### [Aim]
Carry on the documentation page for the PYME Rule Server module, picking up right after its final sentence.

PYME.cluster.ruleserver module¶
This module defines a RESTful HTTP server, the PYME Rule Server, which manages task distribution across a cluster through the use of rules. Rules are essentially a json template which defines how tasks may be generated (by substitution into the template on the client side). Generation of individual tasks on the client has the dual benefits of a) reducing the CPU load and memory requirements on the server and b) dramatically decreasing the network bandwidth used for task distribution.
The exposed REST API is as follows:
Endpoint |
Verb |
Brief Description |
---|---|---|
POST |
Add a new rule |
|
POST |
Release tasks IDs associated with a rule |
|
GET |
Retrieve a list of advertisements |
|
POST |
Submit bids on advertised tasks |
|
POST |
Advise rule server of task completion |
|
|
GET |
Get status information |
Implementation details follow. The json format and parameters for the REST calls are defined in the docstrings of the
python functions defining that method (linked from the table above). The server is launched by the PYMERuleServer
command (see PYME.cluster.PYMERuleServer
) which loads this in a separate thread and takes care of logging and zeroconf
registration, rather than by directly running this file.
- class PYME.cluster.ruleserver.Bid(bidder_id, cost)¶
Bases:
tuple
Create new instance of Bid(bidder_id, cost)

### [Dataset excerpt]
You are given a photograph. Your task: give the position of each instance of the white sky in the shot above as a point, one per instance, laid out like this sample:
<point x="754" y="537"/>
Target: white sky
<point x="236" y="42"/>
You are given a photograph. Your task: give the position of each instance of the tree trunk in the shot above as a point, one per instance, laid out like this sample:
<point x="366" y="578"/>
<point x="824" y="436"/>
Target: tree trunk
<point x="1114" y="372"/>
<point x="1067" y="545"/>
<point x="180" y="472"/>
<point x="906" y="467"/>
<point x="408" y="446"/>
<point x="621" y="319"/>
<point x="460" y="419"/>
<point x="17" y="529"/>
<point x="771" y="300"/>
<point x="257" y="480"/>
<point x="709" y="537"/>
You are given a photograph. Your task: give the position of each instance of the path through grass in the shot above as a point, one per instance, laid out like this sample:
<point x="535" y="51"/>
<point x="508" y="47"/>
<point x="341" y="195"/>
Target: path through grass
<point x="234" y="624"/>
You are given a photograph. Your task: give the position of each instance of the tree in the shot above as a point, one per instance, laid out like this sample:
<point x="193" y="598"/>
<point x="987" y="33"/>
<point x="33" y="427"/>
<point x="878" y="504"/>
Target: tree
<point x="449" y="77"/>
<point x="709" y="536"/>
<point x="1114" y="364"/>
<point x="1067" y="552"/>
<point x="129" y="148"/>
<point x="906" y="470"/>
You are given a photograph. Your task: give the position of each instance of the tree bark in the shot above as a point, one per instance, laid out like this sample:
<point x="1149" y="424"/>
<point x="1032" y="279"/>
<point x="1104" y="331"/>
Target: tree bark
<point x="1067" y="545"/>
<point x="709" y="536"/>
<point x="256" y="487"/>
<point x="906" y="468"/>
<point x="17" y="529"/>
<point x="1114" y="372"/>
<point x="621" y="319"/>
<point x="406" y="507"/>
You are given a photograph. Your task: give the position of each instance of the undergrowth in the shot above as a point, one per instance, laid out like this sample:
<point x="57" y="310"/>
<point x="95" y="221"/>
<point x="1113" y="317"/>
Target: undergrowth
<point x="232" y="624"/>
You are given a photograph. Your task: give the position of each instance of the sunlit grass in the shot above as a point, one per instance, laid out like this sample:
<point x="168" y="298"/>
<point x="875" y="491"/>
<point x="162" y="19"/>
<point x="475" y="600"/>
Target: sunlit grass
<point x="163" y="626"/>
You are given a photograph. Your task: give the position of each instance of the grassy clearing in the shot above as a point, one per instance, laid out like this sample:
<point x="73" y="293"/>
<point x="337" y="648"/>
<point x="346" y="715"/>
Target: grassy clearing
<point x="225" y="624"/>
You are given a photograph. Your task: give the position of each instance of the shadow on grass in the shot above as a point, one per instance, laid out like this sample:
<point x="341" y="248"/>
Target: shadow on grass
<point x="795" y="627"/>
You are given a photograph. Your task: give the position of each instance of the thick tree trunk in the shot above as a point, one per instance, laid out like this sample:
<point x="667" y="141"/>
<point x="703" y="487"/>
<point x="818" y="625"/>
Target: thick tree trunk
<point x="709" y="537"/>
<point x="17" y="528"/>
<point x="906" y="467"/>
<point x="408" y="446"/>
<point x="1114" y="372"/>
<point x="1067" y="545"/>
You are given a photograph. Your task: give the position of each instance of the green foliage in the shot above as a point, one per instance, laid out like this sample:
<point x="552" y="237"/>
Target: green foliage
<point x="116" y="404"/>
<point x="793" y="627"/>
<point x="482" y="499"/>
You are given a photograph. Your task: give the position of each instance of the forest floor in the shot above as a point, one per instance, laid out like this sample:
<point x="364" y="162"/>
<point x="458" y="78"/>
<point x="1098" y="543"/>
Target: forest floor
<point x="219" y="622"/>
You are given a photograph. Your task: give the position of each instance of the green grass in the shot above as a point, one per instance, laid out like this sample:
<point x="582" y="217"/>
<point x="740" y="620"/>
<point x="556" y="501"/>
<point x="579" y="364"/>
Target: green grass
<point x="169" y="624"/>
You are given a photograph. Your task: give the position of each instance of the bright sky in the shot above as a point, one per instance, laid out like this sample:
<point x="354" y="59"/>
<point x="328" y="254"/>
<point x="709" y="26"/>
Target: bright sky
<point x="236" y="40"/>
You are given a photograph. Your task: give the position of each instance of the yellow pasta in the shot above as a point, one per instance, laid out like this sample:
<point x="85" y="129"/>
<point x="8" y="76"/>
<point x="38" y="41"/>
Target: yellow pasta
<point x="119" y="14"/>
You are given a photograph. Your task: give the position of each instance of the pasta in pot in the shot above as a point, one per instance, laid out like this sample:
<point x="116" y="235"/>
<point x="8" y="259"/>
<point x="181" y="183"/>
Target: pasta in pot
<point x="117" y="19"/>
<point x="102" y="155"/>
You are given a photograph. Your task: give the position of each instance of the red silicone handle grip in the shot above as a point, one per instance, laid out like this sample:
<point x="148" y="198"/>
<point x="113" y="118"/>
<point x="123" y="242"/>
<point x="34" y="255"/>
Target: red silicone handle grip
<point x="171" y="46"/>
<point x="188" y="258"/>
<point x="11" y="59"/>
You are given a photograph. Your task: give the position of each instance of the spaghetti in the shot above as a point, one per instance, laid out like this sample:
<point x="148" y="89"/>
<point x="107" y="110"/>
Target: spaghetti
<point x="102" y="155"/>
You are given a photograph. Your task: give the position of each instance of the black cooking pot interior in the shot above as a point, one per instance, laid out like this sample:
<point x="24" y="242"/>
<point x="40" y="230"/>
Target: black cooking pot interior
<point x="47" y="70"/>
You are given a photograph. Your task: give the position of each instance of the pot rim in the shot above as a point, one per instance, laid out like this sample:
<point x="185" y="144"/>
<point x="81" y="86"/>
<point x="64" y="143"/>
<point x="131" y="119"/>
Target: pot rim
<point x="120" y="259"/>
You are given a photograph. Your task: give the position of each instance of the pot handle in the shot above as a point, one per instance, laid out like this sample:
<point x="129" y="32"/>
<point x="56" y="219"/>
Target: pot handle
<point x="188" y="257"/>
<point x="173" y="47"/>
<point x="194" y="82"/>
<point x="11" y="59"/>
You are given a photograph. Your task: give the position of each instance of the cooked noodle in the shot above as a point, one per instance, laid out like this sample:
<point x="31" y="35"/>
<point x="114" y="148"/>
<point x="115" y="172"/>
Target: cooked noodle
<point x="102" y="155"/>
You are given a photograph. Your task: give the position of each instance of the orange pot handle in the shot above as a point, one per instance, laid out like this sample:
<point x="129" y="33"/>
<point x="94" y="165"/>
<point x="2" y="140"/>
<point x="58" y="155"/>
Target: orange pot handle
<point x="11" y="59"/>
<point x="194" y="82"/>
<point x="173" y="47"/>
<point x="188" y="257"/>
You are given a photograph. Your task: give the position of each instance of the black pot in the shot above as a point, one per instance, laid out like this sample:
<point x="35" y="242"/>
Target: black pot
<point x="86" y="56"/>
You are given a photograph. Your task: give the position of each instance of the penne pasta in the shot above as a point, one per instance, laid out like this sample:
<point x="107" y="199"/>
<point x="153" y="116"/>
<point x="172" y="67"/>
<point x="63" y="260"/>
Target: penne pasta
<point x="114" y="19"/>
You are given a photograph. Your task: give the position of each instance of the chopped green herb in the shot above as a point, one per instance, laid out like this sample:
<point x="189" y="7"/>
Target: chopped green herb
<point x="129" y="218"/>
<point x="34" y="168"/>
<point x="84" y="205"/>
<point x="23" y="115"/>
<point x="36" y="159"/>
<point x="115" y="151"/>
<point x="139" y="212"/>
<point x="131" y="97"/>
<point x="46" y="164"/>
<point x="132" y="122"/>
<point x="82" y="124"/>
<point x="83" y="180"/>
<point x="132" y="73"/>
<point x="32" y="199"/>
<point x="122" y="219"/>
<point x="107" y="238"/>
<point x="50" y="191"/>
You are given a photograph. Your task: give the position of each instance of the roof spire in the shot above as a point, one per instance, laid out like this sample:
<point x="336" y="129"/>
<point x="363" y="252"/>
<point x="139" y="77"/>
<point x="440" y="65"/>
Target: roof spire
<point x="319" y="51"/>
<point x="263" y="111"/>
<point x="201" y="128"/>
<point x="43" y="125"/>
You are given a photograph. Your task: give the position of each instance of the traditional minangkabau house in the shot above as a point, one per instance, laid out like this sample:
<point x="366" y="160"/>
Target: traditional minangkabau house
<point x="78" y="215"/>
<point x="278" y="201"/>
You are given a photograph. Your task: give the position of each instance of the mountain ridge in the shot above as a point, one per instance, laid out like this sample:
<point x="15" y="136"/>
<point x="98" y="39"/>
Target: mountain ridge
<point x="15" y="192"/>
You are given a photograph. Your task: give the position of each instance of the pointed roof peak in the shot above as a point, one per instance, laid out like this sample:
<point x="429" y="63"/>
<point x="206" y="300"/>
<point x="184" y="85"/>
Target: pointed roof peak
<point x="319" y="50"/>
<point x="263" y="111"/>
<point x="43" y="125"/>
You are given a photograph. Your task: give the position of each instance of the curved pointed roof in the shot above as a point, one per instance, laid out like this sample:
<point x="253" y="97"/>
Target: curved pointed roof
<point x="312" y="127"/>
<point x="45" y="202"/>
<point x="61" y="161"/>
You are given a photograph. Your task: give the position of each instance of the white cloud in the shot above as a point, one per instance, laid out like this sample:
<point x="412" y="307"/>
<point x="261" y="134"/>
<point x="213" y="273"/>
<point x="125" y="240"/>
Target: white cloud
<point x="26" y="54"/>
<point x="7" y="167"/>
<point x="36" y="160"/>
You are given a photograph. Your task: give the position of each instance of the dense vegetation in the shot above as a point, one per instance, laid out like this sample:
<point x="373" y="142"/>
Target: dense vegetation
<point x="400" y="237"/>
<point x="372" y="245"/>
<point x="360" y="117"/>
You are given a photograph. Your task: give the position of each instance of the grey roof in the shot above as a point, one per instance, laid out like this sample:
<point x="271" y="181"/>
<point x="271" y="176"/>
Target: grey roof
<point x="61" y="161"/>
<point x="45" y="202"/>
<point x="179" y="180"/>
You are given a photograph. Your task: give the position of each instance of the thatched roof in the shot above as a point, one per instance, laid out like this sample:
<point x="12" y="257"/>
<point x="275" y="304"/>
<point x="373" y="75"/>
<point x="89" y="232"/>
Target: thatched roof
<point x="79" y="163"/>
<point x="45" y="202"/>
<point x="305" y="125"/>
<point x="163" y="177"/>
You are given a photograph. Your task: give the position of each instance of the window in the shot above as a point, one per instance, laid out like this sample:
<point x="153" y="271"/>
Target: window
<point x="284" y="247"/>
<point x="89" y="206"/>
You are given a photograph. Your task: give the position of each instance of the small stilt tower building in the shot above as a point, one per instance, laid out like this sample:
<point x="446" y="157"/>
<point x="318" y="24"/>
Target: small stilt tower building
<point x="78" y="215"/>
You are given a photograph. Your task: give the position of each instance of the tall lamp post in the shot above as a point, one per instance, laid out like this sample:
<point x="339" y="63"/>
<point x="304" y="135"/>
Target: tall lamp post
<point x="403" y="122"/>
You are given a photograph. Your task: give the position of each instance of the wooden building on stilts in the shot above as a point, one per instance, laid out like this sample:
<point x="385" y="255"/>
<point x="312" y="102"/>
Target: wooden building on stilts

### [Task answer]
- property bidder_id¶
Alias for field number 0
- property cost¶
Alias for field number 1
- class PYME.cluster.ruleserver.IntegerIDRule(ruleID, task_template, inputs_by_task=None, max_task_ID=100000, task_timeout=600, rule_timeout=3600, on_completion=None)¶
Bases:
Rule
A rule which generates tasks based on a template.
- Parameters
- ruleIDstr
A unique ID for this rule
- task_templatestr
A json template for generating tasks (see templates section below)
- inputs_by_tasklist of dict
A list of dictionaries mapping recipe variable names to URIs to treat as inputs (recipes only)
- max_task_IDint
The maximum number of tasks that can be generated by this rule. If the final number of tasks is not known at creation, set this to a value which is garuanteed to be higher and then call mark_release_complete() after all tasks have been released / made available.
- task_timeout: float
A timeout in seconds for each task. If a task takes longer than task_timeout seconds it is assumed that the node executing it has fallen over and we retry on a different node (up to a maximum number of times set by the ‘ruleserver-retries` config option).
- rule_timeoutfloat
A timeout in seconds from the last task we processed after which we assume that no more tasks are coming and we can delete the rule (to keep memory down in a long-term usage scenario).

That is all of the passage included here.